(Work instructions):
Please write out exactly the lines of the data below from the line holding "Give the outline of every instance of the front" through the line holding "Give the outline of every instance of the suv", and leave out the rest.

(The input):
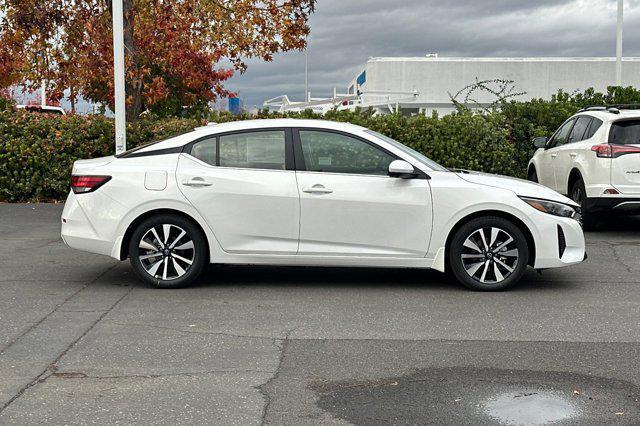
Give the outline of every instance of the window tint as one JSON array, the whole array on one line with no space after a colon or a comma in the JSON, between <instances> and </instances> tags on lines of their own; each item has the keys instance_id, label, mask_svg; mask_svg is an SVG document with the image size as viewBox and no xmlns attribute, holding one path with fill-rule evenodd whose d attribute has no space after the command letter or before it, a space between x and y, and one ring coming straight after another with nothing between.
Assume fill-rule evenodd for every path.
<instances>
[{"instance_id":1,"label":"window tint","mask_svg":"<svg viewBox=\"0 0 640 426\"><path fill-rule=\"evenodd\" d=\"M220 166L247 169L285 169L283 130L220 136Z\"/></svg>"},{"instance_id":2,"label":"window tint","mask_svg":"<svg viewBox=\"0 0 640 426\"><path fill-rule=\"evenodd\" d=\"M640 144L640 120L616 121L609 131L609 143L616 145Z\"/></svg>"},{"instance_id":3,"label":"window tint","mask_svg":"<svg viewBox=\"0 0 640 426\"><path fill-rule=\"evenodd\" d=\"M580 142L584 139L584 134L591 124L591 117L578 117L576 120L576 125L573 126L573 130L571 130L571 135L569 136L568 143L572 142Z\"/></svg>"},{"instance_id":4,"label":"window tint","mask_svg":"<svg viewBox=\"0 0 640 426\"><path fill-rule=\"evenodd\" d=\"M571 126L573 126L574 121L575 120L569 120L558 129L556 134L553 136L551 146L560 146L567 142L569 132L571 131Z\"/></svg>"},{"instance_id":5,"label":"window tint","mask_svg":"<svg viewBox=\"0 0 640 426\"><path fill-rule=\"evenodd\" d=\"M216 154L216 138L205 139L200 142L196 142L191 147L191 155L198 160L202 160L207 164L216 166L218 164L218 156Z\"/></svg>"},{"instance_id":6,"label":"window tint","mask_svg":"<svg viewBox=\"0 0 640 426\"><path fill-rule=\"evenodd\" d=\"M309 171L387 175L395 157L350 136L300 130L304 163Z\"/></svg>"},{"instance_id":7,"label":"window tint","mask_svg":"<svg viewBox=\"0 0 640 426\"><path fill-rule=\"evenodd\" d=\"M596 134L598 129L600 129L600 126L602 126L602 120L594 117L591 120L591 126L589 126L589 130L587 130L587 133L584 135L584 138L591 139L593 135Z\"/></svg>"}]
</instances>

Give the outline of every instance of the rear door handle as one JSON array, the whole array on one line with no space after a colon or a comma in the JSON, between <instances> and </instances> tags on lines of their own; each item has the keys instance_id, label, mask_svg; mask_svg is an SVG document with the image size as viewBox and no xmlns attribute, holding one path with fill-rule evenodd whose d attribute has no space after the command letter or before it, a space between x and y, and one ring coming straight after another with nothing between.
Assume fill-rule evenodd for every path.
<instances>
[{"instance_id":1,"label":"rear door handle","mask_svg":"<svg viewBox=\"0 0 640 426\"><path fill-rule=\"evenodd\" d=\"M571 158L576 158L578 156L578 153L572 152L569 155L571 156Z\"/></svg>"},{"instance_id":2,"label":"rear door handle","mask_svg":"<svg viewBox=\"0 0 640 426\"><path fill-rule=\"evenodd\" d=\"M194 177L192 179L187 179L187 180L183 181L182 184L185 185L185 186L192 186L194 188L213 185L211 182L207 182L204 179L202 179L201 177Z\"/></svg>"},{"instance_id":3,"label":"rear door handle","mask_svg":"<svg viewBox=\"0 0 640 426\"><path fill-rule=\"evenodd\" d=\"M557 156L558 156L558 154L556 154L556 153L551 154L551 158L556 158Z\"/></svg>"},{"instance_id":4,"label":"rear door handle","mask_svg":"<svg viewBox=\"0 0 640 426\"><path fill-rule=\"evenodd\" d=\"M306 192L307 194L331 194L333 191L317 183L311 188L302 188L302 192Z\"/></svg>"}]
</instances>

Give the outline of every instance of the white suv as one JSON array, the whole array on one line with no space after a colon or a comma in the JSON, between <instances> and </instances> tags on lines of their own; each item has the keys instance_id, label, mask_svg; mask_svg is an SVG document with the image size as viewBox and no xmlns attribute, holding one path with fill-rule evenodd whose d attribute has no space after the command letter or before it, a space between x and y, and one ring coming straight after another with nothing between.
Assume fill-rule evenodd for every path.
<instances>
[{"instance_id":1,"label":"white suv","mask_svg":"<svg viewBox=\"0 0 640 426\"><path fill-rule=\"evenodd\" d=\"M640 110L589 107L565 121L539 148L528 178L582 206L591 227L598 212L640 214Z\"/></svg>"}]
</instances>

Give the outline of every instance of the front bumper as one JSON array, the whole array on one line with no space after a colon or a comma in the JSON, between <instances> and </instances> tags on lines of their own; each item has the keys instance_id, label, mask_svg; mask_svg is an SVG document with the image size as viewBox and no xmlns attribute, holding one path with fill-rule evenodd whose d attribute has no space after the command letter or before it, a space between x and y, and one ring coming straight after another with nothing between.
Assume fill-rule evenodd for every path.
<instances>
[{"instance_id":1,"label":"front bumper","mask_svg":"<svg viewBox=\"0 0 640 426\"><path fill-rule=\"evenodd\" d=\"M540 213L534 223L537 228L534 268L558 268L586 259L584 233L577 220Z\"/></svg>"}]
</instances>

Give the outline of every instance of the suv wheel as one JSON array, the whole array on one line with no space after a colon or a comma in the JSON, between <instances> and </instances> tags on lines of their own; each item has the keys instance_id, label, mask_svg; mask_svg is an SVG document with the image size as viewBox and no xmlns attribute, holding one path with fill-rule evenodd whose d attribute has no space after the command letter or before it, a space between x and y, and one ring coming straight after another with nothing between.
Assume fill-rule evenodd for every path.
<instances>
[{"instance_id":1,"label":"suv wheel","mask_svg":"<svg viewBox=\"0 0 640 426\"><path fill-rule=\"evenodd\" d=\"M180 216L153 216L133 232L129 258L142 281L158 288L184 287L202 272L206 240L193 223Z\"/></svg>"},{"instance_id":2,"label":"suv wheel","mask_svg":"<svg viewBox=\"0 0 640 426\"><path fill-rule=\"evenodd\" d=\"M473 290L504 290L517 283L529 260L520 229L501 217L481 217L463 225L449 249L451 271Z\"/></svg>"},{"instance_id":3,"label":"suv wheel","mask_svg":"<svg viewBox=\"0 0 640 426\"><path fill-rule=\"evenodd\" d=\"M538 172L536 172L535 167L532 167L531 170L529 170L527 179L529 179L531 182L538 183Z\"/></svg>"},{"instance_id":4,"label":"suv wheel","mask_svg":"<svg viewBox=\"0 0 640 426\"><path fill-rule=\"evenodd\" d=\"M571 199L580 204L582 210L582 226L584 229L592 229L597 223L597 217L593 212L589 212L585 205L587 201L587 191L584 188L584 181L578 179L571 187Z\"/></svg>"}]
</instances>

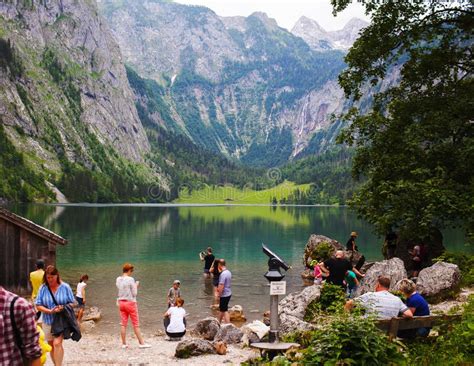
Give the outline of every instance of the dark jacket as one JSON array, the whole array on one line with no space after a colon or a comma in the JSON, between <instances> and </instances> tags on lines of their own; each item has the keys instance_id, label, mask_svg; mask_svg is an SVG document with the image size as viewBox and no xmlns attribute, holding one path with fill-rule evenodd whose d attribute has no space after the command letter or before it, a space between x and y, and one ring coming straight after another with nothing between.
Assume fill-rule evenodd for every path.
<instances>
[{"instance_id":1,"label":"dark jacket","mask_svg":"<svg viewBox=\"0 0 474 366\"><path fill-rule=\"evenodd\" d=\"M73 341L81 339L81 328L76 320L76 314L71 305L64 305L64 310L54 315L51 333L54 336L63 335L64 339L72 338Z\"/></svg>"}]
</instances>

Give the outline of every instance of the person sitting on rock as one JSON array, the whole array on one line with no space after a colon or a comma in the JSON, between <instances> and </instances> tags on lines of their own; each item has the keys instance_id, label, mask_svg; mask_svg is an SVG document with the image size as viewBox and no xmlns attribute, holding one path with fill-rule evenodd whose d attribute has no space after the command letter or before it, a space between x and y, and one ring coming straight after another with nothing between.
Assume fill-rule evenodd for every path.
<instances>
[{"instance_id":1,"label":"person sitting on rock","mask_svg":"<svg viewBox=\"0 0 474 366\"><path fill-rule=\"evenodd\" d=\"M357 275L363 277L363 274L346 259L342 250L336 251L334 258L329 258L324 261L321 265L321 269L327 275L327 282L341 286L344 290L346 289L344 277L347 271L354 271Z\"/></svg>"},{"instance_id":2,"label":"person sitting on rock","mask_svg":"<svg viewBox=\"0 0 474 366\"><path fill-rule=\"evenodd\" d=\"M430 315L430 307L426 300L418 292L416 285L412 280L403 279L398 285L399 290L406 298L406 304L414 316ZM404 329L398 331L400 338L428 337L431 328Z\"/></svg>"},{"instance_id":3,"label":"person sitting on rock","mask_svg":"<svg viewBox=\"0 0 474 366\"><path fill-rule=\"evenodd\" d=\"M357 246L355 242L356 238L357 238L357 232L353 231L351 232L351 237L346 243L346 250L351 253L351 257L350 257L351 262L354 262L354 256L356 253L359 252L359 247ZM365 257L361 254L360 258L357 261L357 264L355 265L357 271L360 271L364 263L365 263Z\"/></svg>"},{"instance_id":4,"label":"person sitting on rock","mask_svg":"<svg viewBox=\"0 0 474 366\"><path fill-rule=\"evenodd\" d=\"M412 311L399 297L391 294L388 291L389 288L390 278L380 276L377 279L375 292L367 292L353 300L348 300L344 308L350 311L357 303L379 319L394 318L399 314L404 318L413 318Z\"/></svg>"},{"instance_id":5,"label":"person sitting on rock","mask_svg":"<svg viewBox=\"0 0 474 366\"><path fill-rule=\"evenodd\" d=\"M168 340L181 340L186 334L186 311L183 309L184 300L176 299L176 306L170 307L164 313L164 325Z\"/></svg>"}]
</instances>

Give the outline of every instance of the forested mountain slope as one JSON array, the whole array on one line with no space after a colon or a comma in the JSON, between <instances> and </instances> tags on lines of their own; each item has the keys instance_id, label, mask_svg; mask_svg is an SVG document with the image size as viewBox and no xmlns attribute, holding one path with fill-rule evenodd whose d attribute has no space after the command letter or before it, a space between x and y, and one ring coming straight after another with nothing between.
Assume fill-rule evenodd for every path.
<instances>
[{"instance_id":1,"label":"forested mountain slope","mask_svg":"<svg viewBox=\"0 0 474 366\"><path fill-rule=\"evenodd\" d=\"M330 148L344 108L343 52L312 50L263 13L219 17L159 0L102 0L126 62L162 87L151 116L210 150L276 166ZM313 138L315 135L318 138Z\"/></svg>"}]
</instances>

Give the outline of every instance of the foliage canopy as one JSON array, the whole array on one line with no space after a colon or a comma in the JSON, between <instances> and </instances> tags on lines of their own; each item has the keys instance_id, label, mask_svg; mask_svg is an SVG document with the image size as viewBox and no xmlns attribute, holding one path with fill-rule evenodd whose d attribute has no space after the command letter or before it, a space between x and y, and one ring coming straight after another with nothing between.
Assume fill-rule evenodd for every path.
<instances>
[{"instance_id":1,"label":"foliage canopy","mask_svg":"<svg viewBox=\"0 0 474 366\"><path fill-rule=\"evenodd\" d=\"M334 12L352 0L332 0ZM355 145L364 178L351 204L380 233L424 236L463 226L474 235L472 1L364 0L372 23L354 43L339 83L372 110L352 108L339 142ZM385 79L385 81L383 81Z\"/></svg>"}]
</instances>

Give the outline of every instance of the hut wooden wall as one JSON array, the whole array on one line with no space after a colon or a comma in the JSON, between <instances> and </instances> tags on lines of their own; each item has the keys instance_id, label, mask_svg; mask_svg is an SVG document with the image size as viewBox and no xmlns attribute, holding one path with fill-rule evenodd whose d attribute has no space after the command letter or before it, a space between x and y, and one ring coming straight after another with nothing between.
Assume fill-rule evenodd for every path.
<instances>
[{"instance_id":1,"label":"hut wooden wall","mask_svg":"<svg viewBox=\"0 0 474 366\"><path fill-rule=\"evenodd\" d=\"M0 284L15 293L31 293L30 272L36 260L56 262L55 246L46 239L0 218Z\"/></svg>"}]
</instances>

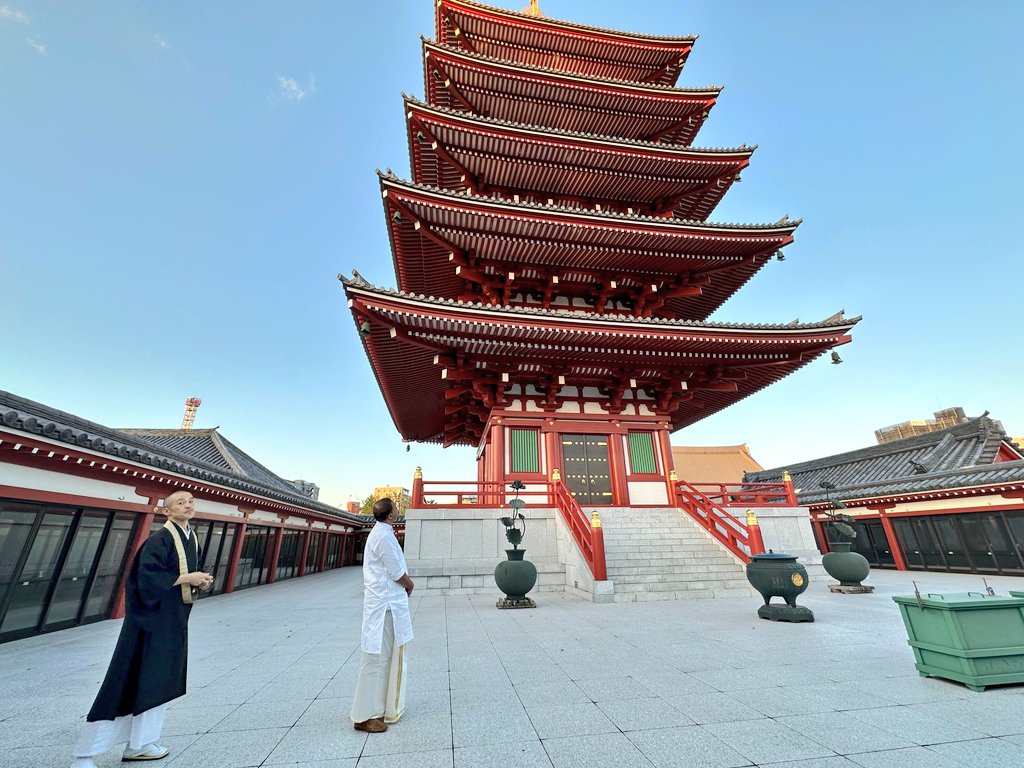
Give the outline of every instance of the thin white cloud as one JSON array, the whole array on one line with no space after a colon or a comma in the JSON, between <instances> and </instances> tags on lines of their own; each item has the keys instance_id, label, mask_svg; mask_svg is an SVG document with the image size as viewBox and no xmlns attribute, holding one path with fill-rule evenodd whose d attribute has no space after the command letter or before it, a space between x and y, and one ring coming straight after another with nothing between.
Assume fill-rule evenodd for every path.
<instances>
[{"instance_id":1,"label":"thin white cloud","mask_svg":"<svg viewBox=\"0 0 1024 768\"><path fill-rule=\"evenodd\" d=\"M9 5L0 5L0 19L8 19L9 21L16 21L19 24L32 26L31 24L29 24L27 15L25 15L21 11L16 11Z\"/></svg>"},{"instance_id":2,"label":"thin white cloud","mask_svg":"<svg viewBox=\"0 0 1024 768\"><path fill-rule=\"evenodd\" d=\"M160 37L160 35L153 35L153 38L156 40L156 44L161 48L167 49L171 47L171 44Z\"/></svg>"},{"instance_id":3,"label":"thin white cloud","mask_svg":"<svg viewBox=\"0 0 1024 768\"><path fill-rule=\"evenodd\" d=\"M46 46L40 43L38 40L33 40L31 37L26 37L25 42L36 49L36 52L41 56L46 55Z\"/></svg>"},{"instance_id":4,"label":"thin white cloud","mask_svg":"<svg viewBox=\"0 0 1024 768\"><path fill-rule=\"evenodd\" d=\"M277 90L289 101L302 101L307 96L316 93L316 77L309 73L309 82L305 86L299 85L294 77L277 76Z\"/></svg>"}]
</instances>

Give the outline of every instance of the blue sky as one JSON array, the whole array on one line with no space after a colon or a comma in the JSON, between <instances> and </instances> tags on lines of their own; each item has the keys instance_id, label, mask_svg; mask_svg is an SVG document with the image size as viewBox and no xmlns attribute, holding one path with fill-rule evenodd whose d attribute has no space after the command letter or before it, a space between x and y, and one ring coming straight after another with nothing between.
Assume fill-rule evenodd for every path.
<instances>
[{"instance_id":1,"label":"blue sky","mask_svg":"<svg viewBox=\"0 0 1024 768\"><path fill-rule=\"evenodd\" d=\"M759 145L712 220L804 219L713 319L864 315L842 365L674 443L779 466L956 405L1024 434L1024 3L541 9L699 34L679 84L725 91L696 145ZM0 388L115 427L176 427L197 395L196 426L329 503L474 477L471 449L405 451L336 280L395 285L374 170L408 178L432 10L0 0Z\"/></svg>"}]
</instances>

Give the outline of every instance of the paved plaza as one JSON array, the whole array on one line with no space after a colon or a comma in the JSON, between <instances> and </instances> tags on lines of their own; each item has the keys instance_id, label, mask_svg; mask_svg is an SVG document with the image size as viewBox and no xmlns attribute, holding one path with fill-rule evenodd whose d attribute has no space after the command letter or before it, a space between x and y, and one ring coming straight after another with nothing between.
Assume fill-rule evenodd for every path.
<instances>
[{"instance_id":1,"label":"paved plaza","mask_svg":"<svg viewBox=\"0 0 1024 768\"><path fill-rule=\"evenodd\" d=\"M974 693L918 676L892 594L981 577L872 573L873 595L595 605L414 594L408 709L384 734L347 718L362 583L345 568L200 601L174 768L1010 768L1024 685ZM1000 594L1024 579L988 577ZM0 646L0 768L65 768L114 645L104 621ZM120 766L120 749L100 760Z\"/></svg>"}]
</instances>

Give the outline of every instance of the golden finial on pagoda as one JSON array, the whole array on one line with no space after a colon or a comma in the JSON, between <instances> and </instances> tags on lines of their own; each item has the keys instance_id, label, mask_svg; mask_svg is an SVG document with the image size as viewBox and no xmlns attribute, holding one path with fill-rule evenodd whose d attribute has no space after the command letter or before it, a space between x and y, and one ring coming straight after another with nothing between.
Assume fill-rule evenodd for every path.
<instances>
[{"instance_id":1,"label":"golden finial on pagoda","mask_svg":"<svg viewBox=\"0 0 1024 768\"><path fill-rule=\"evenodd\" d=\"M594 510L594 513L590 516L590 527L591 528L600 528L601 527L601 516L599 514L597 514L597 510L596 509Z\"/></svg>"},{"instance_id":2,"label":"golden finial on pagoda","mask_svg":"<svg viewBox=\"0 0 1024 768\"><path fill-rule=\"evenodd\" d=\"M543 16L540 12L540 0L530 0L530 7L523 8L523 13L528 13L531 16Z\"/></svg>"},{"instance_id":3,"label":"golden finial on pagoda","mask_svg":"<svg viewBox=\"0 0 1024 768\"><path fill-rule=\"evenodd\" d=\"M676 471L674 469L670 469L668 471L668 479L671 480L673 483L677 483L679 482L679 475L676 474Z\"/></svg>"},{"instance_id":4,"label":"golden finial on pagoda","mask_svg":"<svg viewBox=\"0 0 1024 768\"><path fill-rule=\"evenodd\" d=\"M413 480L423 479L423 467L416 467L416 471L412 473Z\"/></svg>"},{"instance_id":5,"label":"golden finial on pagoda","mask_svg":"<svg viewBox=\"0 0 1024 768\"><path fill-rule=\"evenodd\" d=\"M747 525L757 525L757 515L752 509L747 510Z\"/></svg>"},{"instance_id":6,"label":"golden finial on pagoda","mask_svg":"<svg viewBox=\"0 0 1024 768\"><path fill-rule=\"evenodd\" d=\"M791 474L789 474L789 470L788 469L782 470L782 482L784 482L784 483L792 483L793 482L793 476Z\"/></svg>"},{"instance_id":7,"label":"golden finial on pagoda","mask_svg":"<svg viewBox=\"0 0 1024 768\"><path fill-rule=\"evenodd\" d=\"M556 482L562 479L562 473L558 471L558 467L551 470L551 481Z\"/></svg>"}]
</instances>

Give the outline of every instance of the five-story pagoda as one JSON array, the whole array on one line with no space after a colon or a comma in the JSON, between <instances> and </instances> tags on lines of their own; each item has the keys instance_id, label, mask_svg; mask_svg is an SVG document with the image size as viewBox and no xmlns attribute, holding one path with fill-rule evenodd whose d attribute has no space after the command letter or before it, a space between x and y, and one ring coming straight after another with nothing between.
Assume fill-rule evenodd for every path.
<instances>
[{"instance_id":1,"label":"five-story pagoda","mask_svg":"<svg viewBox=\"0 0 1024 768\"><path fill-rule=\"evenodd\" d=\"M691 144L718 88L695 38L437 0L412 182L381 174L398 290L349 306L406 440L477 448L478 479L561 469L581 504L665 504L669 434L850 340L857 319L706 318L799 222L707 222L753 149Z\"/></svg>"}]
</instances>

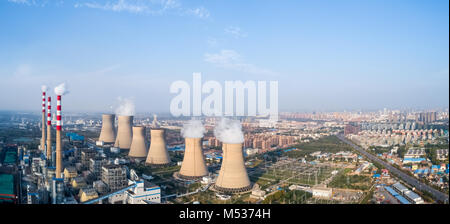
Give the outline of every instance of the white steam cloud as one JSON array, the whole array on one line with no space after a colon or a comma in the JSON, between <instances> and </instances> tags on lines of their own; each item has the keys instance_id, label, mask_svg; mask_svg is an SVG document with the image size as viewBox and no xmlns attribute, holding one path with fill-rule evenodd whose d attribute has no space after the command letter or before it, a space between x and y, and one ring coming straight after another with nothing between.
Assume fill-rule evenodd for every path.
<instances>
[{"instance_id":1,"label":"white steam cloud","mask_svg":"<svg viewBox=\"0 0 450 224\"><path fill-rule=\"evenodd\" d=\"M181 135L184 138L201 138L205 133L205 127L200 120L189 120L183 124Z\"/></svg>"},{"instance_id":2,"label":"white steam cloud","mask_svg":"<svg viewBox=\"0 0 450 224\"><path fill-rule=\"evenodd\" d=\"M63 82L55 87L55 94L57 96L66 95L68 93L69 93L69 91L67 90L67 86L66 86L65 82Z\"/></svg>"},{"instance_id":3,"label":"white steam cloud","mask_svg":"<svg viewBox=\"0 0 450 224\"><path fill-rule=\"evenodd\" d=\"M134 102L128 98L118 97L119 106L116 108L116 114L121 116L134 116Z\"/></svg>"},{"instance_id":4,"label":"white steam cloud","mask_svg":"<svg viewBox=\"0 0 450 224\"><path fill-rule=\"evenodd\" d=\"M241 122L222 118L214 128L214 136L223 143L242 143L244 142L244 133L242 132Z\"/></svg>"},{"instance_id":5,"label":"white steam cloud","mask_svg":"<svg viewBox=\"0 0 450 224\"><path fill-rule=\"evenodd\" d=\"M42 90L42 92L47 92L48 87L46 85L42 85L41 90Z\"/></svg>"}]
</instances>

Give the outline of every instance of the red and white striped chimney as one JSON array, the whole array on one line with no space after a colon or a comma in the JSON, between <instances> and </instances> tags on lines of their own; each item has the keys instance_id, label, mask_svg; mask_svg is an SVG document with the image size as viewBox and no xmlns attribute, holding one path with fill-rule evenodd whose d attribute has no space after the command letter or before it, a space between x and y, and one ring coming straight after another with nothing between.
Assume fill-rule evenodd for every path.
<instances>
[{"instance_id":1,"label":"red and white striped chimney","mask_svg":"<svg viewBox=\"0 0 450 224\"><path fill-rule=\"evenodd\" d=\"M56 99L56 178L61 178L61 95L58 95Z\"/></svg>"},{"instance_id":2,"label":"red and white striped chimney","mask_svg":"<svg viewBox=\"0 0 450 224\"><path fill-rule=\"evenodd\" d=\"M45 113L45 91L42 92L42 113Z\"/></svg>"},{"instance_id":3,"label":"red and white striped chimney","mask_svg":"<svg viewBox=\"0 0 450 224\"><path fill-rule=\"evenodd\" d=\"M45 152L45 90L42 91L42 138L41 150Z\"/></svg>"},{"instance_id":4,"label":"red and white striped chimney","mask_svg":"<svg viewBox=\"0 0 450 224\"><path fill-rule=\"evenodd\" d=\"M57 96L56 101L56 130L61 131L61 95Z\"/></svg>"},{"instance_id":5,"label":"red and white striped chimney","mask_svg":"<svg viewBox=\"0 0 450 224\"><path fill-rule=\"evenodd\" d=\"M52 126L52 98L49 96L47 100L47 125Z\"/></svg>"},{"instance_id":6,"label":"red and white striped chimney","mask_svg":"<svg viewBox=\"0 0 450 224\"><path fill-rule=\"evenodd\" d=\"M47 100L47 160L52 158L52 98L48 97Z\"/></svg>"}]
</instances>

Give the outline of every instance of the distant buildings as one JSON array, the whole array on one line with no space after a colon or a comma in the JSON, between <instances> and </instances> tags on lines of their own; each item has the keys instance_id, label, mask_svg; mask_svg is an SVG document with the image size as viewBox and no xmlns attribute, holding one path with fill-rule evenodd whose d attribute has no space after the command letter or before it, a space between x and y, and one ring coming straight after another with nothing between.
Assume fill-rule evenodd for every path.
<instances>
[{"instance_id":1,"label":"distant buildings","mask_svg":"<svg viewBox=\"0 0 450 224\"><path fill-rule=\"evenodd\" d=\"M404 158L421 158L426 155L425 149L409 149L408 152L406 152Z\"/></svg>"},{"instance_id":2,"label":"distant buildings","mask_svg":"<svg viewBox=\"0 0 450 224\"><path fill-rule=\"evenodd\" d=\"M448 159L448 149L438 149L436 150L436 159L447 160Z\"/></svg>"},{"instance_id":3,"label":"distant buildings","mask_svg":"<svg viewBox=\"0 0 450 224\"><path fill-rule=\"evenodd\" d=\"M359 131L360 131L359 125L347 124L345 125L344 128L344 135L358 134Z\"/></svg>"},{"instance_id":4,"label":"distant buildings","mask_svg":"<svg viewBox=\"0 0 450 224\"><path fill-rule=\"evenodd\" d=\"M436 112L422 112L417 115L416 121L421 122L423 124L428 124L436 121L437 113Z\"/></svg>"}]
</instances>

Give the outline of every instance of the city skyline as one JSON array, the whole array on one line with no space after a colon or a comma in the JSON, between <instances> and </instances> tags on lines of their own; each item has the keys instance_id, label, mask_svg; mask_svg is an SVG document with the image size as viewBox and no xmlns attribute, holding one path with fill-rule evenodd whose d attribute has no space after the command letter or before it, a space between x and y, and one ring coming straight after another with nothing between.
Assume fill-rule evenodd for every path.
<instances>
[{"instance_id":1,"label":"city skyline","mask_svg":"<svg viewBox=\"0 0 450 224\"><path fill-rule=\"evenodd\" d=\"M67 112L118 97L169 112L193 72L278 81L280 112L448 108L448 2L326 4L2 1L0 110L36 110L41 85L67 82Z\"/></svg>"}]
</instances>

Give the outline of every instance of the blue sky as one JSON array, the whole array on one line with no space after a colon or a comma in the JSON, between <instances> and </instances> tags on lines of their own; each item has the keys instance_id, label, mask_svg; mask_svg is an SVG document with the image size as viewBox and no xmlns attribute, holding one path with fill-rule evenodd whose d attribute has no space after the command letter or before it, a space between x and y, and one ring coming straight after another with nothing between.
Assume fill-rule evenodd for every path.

(Exercise response):
Give the outline of every instance of the front bumper as one JSON array, the whole array on one line with no space after a colon or a comma in the JSON, between <instances> and </instances> tags on lines of their own; each item has the keys instance_id, label, mask_svg; mask_svg is an SVG document with the image size as viewBox and no xmlns attribute, holding one path with fill-rule evenodd whose d attribute has no space after the command letter or before it, a space between x and y, and one ring coming straight after another with nothing between.
Assume fill-rule evenodd for every path.
<instances>
[{"instance_id":1,"label":"front bumper","mask_svg":"<svg viewBox=\"0 0 640 426\"><path fill-rule=\"evenodd\" d=\"M540 213L534 223L537 228L534 268L558 268L586 259L584 233L577 220Z\"/></svg>"}]
</instances>

Give the outline of every instance of the suv wheel as one JSON array, the whole array on one line with no space after a colon or a comma in the JSON, between <instances> and </instances> tags on lines of their own; each item has the keys instance_id, label, mask_svg; mask_svg is an SVG document with the image size as viewBox and no xmlns attribute, holding one path with fill-rule evenodd whose d attribute has no space after the command letter or before it, a space between x and y, and one ring coming straight after another with nothing between.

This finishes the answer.